* [YOUR INSTRUCTIONS]: Retype each record shown below, leaving every character as it is.

◆ ◆ ◆

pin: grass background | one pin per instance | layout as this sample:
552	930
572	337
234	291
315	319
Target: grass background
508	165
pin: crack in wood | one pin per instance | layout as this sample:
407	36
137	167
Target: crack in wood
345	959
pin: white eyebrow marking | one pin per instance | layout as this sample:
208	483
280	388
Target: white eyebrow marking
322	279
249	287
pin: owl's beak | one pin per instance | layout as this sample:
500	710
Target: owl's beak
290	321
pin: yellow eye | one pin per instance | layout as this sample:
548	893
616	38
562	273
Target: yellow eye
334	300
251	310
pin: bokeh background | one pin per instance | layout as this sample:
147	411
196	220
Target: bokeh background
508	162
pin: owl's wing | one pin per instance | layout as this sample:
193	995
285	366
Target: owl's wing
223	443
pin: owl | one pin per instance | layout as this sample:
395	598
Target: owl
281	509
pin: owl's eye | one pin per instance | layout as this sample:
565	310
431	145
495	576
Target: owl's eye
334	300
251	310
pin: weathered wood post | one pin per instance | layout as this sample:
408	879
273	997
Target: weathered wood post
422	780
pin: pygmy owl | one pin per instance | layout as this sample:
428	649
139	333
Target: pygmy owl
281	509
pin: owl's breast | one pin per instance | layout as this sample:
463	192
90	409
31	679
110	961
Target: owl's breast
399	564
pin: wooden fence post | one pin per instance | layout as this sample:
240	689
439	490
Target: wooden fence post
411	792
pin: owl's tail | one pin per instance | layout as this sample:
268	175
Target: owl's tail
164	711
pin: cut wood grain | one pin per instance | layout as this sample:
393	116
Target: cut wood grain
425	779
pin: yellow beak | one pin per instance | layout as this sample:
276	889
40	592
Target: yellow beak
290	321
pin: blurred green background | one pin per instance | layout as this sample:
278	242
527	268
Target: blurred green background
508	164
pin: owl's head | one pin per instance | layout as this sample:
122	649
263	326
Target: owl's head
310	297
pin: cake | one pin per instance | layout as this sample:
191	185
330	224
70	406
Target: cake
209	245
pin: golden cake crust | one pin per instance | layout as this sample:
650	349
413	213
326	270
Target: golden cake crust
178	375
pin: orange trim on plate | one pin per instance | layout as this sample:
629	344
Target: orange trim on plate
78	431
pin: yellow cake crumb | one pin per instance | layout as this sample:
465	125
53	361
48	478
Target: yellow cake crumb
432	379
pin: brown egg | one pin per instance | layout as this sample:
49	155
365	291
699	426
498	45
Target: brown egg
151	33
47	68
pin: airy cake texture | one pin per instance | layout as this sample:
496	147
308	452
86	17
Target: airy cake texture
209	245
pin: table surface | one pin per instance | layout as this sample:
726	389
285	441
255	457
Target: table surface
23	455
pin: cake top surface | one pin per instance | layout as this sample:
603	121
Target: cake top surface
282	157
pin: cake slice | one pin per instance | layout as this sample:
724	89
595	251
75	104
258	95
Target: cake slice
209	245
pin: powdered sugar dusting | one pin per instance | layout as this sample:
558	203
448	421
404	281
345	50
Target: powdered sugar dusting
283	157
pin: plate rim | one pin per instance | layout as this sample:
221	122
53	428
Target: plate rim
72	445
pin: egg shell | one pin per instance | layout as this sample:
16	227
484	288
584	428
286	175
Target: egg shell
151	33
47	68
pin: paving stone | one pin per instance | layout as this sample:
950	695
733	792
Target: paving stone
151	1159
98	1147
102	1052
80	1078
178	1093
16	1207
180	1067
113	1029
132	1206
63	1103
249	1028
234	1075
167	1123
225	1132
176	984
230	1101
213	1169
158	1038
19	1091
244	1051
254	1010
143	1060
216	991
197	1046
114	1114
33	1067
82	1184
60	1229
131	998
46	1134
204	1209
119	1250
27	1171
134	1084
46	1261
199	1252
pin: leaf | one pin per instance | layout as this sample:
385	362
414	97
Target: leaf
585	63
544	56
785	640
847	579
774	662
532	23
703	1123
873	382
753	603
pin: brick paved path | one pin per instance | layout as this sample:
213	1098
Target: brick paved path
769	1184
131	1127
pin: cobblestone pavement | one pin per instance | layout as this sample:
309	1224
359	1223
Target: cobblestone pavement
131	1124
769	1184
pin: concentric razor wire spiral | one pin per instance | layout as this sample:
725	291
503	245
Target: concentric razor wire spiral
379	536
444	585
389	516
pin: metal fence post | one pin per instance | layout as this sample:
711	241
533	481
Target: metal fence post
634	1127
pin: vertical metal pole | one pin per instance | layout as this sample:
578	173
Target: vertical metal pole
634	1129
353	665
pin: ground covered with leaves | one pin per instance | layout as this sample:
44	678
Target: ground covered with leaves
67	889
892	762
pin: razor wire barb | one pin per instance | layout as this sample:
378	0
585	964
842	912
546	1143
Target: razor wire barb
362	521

◆ ◆ ◆

* [ANSWER TO THE PROBLEM]:
pin: grass background | one pin per instance | layout as this sample:
552	930
572	337
234	291
315	319
Target: grass background
508	165
pin: crack in wood | one pin per instance | layout as this sample:
407	36
137	167
Target: crack in wood
345	959
pin: white eyebrow marking | one pin per instance | layout as this sample:
208	483
280	388
Target: white eyebrow marking
322	279
249	287
pin: owl's beak | one pin per instance | layout as this sample:
500	710
Target: owl's beak
290	321
pin: yellow eye | one pin per instance | layout as this sample:
548	893
616	38
562	273
Target: yellow eye
334	300
251	310
pin: bokeh background | one pin per instance | layout as this sample:
147	411
196	220
Target: bokeh background
508	162
pin: owl's wing | one pin per instance | layout as this sample:
193	995
285	366
Target: owl's wing
223	443
pin: owl | one pin per instance | layout as this sample:
395	598
Target: owl
281	509
pin: owl's eye | one pin per instance | layout as this sample:
565	310
431	145
495	576
Target: owl's eye
334	300
251	310
pin: weathered wood post | one pin per instance | layout as this sample:
408	879
273	997
Target: weathered wood post
422	780
pin: pygmy owl | one pin per instance | layout as this sample:
428	649
139	333
Target: pygmy owl
281	509
pin: owl's breast | one pin per instance | layout as this sample:
463	192
90	409
31	679
110	961
Target: owl's breast
399	564
pin: wooden fence post | one pin per instance | layout as this sample:
240	689
439	490
Target: wooden fence post
411	792
pin: owl's tail | one pin per instance | layout as this sample:
268	175
Target: owl's tail
164	711
pin: cut wood grain | one pin per instance | layout as this sample:
393	116
Target: cut wood grain
425	779
pin: yellow beak | one pin per instance | layout as this sample:
276	889
40	592
Target: yellow beak
290	321
pin: blurred green background | one pin per instance | layout as this sample:
278	242
527	268
Target: blurred green background
508	164
pin: owl's head | one pin per instance | layout as this sample:
122	649
263	326
Target: owl's head
310	297
pin: cake | one pin per instance | layout as this sample:
191	185
330	224
70	406
Target: cake
209	245
pin: golden cake crust | one pin per instance | layout as this sample:
650	349
413	213
326	270
Target: golden cake crust
178	375
pin: orange trim on plate | one pin per instance | layout as this sample:
629	344
Target: orange trim on plate
78	431
pin: yellow cake crumb | one pin per instance | layout as this sample:
465	125
53	361
48	478
Target: yellow cake crumb
432	379
pin: brown egg | one pin per instance | layout as this sample:
49	155
365	291
699	426
498	45
Target: brown egg
151	33
47	68
pin: airy cake texture | one pin per instance | layout as this sample:
496	147
308	452
86	17
Target: airy cake texture
209	245
pin: table surface | one pin per instance | layout as this sample:
726	389
285	441
255	457
Target: table surface
23	455
pin: cake top surface | one pin per instance | layout as this sample:
603	121
Target: cake top surface
282	157
pin: cake slice | one pin per instance | layout as this sample:
724	89
595	251
75	104
258	95
Target: cake slice
209	245
pin: powdered sugar dusting | one pin per instance | layout as this sample:
558	203
448	421
404	281
345	50
Target: powdered sugar dusting
283	157
pin: plate rim | one pin per instance | layout as this sample:
221	122
53	428
Target: plate rim
72	445
pin: egg shell | one pin per instance | layout as this sample:
16	227
484	288
584	428
286	175
Target: egg shell
151	33
47	68
pin: paving stone | one pin per instance | layout as this sample:
950	695
733	792
Target: paving stone
151	1159
98	1147
102	1052
80	1078
178	1093
16	1207
180	1067
113	1029
132	1206
63	1103
249	1028
234	1075
167	1123
225	1132
176	984
230	1101
213	1169
158	1038
19	1091
244	1051
254	1010
143	1060
216	991
197	1046
114	1114
33	1067
82	1184
60	1229
131	998
46	1134
204	1209
119	1250
27	1171
134	1084
46	1261
199	1252
pin: leaf | one pin per instance | layout as this sample:
385	362
414	97
Target: leaf
585	63
544	56
785	640
847	579
774	662
532	23
703	1123
873	382
753	603
pin: brick paved path | one pin per instance | layout as this sample:
213	1098
Target: brick paved path
769	1184
131	1127
pin: cobblestone pavement | one pin per instance | layout as this sample:
309	1224
359	1223
Target: cobblestone pavement
131	1124
769	1184
pin: concentric razor wire spiral | one pin per instance | layout as this sample:
725	291
503	245
Target: concentric razor wire spiral
379	536
444	585
389	516
pin: metal fence post | one pin per instance | layout as this sample:
711	241
533	481
Target: metal fence post
634	1127
pin: vertical metal pole | one pin per instance | layout as this sample:
578	173
Target: vertical metal pole
634	1129
353	665
pin: ground covered with leaves | one pin per instance | layout as this sample:
44	678
Target: ground covered with leaves
67	889
892	762
pin: razor wire barb | one pin per instance | layout as this sample:
378	0
585	964
842	912
546	1143
Target: razor wire barb
362	521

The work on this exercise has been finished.